[What you should do]:
Please return the whole listing exactly.

-------

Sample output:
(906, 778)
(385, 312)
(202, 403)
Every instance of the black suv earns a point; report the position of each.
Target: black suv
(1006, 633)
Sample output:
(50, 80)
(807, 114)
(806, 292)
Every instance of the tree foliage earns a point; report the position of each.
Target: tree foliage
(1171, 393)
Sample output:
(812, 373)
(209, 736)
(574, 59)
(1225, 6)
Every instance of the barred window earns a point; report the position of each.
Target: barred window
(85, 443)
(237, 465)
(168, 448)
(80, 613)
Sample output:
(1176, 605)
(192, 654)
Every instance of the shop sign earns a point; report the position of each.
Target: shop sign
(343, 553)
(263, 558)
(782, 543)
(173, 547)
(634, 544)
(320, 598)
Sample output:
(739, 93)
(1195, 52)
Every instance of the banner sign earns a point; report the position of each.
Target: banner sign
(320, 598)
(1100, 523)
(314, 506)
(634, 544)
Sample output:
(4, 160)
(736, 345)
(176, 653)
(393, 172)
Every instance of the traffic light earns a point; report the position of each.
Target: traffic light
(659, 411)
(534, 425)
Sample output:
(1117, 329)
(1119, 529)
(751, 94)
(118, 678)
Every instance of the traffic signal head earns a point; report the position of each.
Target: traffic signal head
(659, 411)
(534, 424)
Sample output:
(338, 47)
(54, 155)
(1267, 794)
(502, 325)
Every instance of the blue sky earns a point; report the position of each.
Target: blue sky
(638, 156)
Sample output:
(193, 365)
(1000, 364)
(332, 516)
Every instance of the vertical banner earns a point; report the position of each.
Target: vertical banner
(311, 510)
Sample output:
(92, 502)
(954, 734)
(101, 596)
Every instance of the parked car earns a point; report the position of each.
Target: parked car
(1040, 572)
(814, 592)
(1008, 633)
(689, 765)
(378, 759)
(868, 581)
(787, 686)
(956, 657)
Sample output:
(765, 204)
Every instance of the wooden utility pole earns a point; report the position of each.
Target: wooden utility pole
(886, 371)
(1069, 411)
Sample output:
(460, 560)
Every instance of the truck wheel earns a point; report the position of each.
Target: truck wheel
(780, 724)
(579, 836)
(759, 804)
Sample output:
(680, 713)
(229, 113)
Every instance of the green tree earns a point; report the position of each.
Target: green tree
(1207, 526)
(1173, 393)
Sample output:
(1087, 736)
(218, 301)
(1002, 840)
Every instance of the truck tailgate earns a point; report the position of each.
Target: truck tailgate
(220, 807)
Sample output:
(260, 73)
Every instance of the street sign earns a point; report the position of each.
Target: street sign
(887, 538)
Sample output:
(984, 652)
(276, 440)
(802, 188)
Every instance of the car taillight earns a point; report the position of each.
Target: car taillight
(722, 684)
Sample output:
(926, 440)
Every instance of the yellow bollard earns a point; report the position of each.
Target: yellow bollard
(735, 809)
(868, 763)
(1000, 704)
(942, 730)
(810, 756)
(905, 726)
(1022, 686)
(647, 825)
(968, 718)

-------

[Task response]:
Sample output:
(906, 778)
(385, 312)
(202, 403)
Every instance of the black suv earns a point; report the position of each.
Target: black suv
(1006, 633)
Sample output:
(50, 80)
(807, 114)
(806, 292)
Every instance of the tree foliage earns a point; report the position of each.
Target: tree foliage
(1171, 393)
Sample output:
(812, 373)
(209, 736)
(574, 59)
(1225, 6)
Every instance of the barred window earns a point; report the position of each.
Target: barred window
(85, 443)
(237, 465)
(168, 448)
(80, 613)
Sample output:
(1176, 605)
(192, 654)
Every instance of the shop sign earns a point; report the position of each.
Target: shop sign
(343, 553)
(263, 558)
(782, 543)
(173, 547)
(634, 544)
(320, 598)
Sample output:
(739, 93)
(1195, 52)
Every instance of the banner sign earns a point; report the position of each.
Target: banner sign
(320, 598)
(1100, 523)
(314, 506)
(634, 544)
Sample output:
(4, 160)
(736, 345)
(176, 653)
(393, 172)
Every instance of the traffic light earns a point; report the position of each.
Target: traffic light
(659, 411)
(534, 425)
Sample output:
(1117, 329)
(1119, 529)
(751, 94)
(118, 678)
Every instance of the traffic signal head earns a point; report the position of each.
Target: traffic signal head
(659, 411)
(534, 424)
Sample output:
(338, 47)
(54, 155)
(1267, 794)
(502, 325)
Every instance of the blue sky earns a point; report the position of each.
Target: blue sky
(638, 156)
Sample output:
(193, 365)
(1000, 364)
(332, 516)
Every instance of the vertical banner earns a point; report the position of each.
Target: vertical banner
(311, 510)
Sample output:
(92, 502)
(954, 734)
(101, 596)
Every instance of the parked car earns a point; report the position of each.
Target: parked car
(1040, 572)
(814, 592)
(1008, 633)
(689, 765)
(378, 759)
(868, 581)
(787, 686)
(956, 657)
Sample output:
(765, 204)
Every instance of the wooden utility pole earns a point; report the position of each.
Target: wooden utility pole
(886, 371)
(1069, 411)
Sample output:
(460, 560)
Every instance of the truck wheel earns a point; report the position of each.
Target: truck wheel
(780, 724)
(579, 836)
(759, 804)
Sample output:
(680, 713)
(229, 113)
Every instance of the green tree earns a point; report the position of each.
Target: green tree
(1207, 526)
(1173, 393)
Sample output:
(1087, 736)
(218, 301)
(1002, 840)
Every instance of the truck tailgate earns a point; report the position of each.
Target: truck tailgate
(220, 807)
Sample output:
(260, 73)
Every instance of the street sign earns a point; report the position of each.
Target: street sign
(887, 538)
Sample output:
(984, 652)
(276, 440)
(802, 188)
Every instance of the car taillight earns a point; report the position of each.
Target: car taillight
(722, 684)
Sample output:
(926, 440)
Every instance of the yellow bollard earns a point; report the position of each.
Target: yellow bollard
(735, 809)
(868, 763)
(1000, 704)
(942, 730)
(810, 756)
(905, 726)
(1022, 686)
(647, 825)
(968, 718)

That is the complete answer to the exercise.